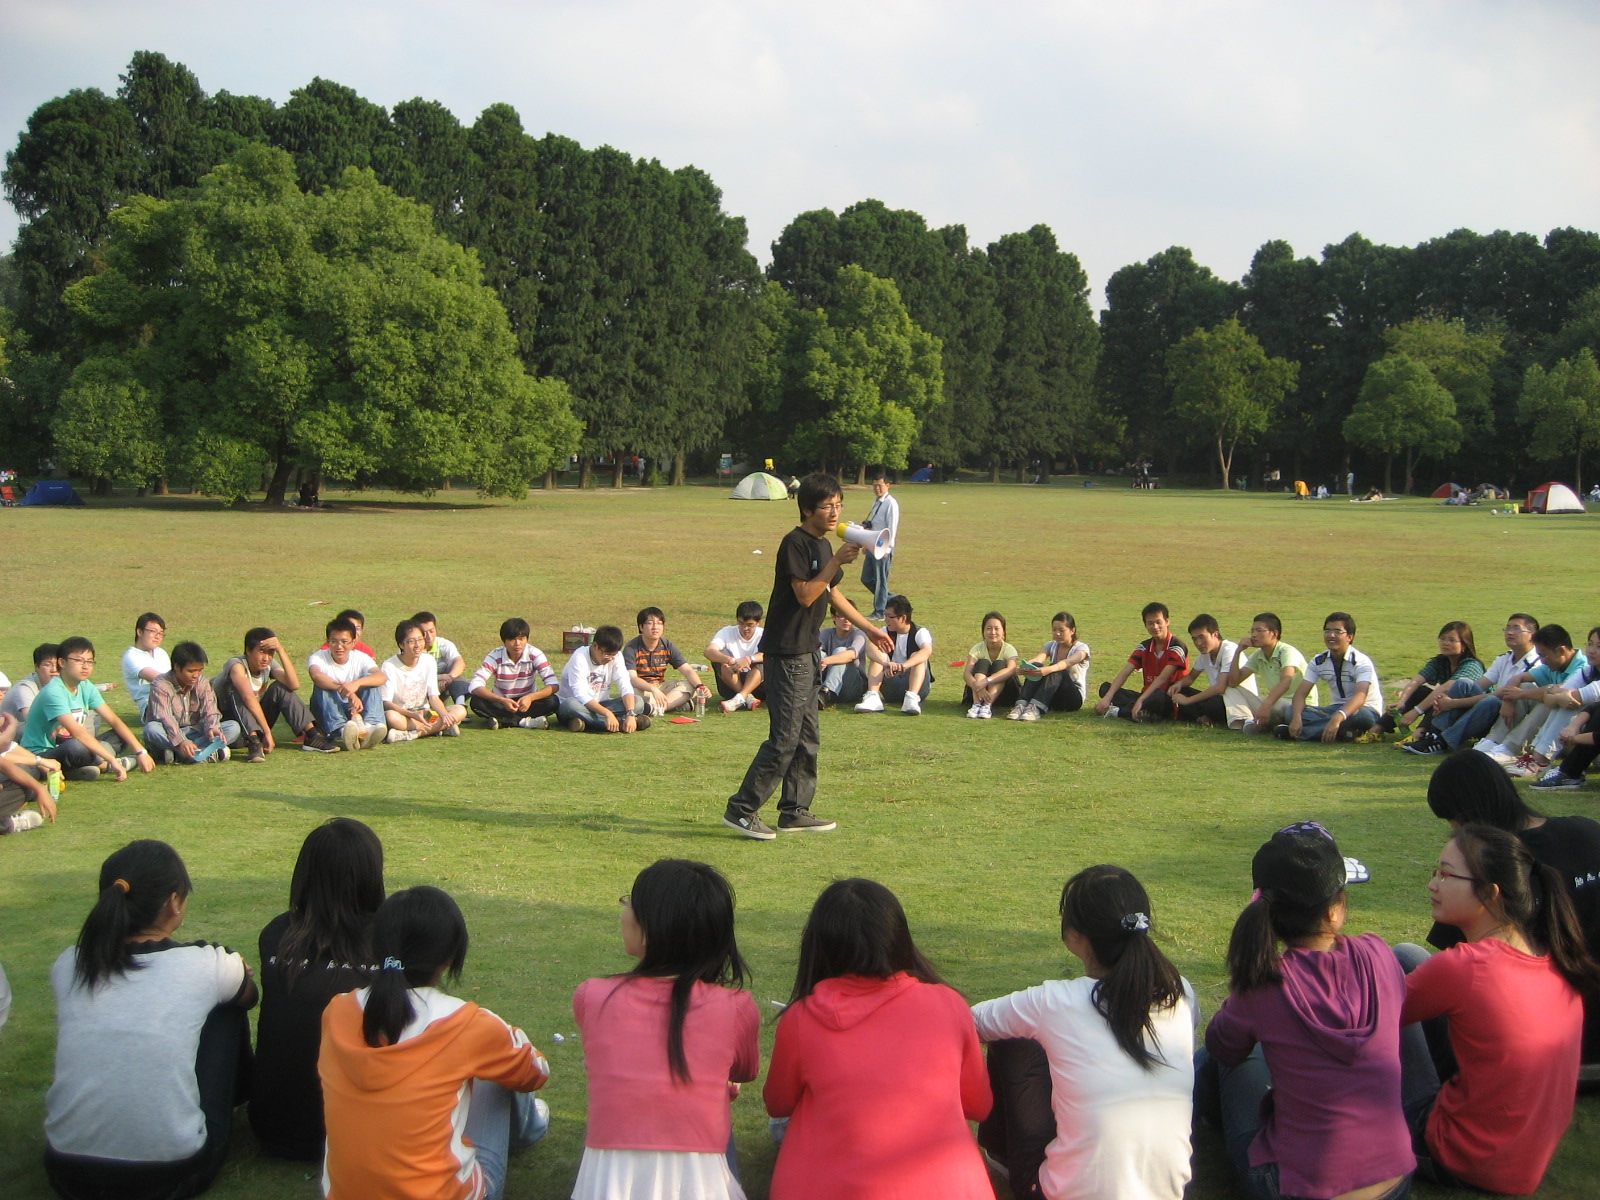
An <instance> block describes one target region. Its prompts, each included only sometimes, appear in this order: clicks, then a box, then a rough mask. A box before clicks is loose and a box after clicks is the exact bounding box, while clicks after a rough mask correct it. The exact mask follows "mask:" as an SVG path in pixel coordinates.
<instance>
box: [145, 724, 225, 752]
mask: <svg viewBox="0 0 1600 1200" xmlns="http://www.w3.org/2000/svg"><path fill="white" fill-rule="evenodd" d="M219 725H221V728H222V744H224V746H232V744H234V742H237V741H238V738H240V734H242V733H243V730H242V728H240V726H238V722H219ZM184 739H186V741H190V742H194V746H195V749H197V750H200V749H205V744H206V742H208V741H210V738H206V736H205V730H202V728H200V726H198V725H190V726H189V728H187V730H184ZM144 744H146V747H149V749H152V750H176V749H178V747H176V746H174V744H173V739H171V738H168V736H166V726H165V725H162V723H160V722H149V723H147V725H146V726H144Z"/></svg>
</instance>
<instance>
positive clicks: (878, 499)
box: [861, 467, 899, 621]
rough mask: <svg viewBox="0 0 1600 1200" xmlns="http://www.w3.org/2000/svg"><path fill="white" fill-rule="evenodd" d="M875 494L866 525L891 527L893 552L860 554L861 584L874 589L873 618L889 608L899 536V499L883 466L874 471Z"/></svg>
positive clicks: (891, 549)
mask: <svg viewBox="0 0 1600 1200" xmlns="http://www.w3.org/2000/svg"><path fill="white" fill-rule="evenodd" d="M872 494H874V496H877V499H875V501H872V512H869V514H867V520H866V526H867V528H869V530H888V531H890V541H888V547H890V552H888V554H885V555H883V557H882V558H874V557H872V555H870V554H864V555H861V586H862V587H870V589H872V613H870V614H869V616H870V618H872V619H874V621H882V619H883V614H885V611H886V608H885V605H888V602H890V566H893V565H894V539H896V538H899V501H898V499H894V498H893V496H890V482H888V478H886V477H885V475H883V469H882V467H878V469H877V470H875V472H874V474H872Z"/></svg>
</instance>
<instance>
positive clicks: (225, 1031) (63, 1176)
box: [45, 1005, 253, 1200]
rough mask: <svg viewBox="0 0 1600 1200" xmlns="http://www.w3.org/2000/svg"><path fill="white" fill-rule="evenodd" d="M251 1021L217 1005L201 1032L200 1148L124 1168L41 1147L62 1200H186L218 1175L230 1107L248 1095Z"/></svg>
mask: <svg viewBox="0 0 1600 1200" xmlns="http://www.w3.org/2000/svg"><path fill="white" fill-rule="evenodd" d="M251 1061H253V1059H251V1053H250V1018H248V1016H246V1014H245V1010H243V1008H237V1006H234V1005H221V1006H218V1008H213V1010H211V1016H208V1018H206V1022H205V1026H203V1027H202V1029H200V1046H198V1048H197V1050H195V1080H197V1082H198V1085H200V1110H202V1112H205V1146H202V1147H200V1150H198V1152H197V1154H194V1155H192V1157H189V1158H182V1160H179V1162H176V1163H128V1162H122V1160H118V1158H91V1157H88V1155H80V1154H58V1152H56V1150H51V1149H50V1147H48V1146H46V1147H45V1174H46V1176H50V1186H51V1187H54V1189H56V1192H58V1194H59V1195H62V1197H66V1200H187V1197H192V1195H200V1194H202V1192H205V1190H206V1189H208V1187H211V1184H213V1182H216V1176H218V1173H219V1171H221V1170H222V1162H224V1160H226V1158H227V1139H229V1134H232V1131H234V1106H237V1104H243V1102H245V1098H246V1096H248V1094H250V1064H251Z"/></svg>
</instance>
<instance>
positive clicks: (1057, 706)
mask: <svg viewBox="0 0 1600 1200" xmlns="http://www.w3.org/2000/svg"><path fill="white" fill-rule="evenodd" d="M1022 701H1024V702H1027V701H1032V702H1034V704H1043V706H1045V709H1046V710H1048V712H1077V710H1078V709H1082V707H1083V690H1082V688H1078V683H1077V680H1074V678H1072V672H1069V670H1053V672H1051V674H1048V675H1040V677H1038V678H1030V680H1027V682H1026V683H1024V685H1022Z"/></svg>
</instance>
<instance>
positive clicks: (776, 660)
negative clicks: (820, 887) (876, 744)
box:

____

→ **Problem description**:
Count the lines in the items above that contain the word "positive" and give only the number.

→ **Task output**:
5